EASN supported projects

1st H2020 call: EASN endorsed projects

6 EASN endorsed projects have been successfully submitted in frame of the 1st H2020 call:

DYNABOND: Dynamic response of adhesively bonded structures
ComboNDT: Quality assurance concepts for adhesive bonding of aircraft composite structures by advanced NDT
ENHANCE: ENergy Harvesting in Aeroautic structures by multifunctional NanoCompositEs
THOR: Manufacturing of Engineered Metallic and composites structures using Powder and wire Hot Isostatic pressing
NEASAM: Nanofilled epoxy adhesive for structural aeronautic materials
INNCOST: Innovative surface treatment for novel aluminium and magnesium alloys


The i-VISION (Immersive Semantics-based Virtual Environments for the Design and Validation of Human-centred Aircraft Cockpits) project aims at supporting human factors design and validation activities in aircraft cockpits, during the early phases of the product life-cycle through knowledge-based immersive virtual reality technologies. i-VISION, through a unique combination of research in the areas of human factors, semantics and virtual design, will enable designers and engineers to visualize, manipulate and interact with the digital mock up in an intelligent manner allowing for decisions to be taken very early in the design process and thus helping to reduce costly errors.

**LISTED ENTRIES:**
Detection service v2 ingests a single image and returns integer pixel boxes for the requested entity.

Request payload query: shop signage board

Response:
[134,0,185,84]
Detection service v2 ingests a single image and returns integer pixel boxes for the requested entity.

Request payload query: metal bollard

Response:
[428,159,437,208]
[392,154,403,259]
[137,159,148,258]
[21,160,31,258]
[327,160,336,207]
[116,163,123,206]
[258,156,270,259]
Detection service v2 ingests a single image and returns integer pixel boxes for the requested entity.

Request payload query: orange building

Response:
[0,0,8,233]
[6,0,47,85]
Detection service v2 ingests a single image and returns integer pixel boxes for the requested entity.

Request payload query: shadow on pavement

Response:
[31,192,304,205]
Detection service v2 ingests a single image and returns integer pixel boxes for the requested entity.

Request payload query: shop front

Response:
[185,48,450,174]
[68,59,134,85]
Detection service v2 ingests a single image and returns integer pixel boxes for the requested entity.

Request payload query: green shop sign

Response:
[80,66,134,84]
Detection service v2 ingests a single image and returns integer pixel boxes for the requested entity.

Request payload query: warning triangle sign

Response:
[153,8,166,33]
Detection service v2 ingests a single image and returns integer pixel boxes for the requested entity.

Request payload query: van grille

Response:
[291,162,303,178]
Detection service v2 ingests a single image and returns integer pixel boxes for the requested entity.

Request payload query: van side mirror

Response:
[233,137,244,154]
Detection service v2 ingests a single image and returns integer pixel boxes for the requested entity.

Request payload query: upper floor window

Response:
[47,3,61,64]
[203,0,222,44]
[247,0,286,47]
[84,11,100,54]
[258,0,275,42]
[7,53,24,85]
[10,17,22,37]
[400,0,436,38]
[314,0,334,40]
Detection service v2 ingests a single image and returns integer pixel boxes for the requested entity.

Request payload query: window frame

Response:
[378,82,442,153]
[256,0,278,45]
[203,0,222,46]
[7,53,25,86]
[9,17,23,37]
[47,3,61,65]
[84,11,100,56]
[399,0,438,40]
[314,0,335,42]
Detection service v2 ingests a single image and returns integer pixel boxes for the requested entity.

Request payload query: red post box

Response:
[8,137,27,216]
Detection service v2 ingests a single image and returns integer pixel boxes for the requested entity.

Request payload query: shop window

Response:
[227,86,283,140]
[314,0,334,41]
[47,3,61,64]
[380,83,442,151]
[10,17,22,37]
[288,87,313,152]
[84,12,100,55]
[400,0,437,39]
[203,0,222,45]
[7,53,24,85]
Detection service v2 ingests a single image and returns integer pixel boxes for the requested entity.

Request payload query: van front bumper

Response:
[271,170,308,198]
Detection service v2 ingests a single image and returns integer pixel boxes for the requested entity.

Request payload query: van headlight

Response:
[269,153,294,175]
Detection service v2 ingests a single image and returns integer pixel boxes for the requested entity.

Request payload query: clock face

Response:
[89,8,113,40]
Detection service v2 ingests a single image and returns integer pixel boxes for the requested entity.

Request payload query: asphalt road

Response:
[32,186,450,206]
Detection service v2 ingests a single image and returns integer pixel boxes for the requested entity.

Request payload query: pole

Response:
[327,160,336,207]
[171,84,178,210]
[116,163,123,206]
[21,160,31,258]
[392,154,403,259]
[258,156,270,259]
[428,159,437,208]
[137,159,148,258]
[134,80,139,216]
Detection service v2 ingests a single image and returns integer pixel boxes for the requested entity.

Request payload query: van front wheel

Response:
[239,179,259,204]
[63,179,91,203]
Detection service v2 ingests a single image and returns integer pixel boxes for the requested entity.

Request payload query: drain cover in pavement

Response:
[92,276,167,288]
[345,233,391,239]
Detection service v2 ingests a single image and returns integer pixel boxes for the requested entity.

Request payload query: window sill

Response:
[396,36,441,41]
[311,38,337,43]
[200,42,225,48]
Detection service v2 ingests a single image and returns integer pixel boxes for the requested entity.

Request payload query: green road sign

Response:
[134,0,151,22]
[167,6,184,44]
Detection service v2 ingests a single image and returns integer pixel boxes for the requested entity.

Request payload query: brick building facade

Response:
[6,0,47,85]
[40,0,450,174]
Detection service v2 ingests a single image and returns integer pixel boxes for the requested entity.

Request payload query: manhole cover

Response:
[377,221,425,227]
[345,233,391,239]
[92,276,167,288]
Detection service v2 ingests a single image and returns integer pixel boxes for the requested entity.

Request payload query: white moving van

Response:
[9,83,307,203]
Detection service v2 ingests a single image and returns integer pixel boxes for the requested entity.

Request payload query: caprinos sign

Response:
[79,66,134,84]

**EXERCISE:**
Restate word for word the stretch of the EASN projects text from "The i-VISION (Immersive" through "reduce costly errors.".

**ANSWER BELOW:**
The i-VISION (Immersive Semantics-based Virtual Environments for the Design and Validation of Human-centred Aircraft Cockpits) project aims at supporting human factors design and validation activities in aircraft cockpits, during the early phases of the product life-cycle through knowledge-based immersive virtual reality technologies. i-VISION, through a unique combination of research in the areas of human factors, semantics and virtual design, will enable designers and engineers to visualize, manipulate and interact with the digital mock up in an intelligent manner allowing for decisions to be taken very early in the design process and thus helping to reduce costly errors.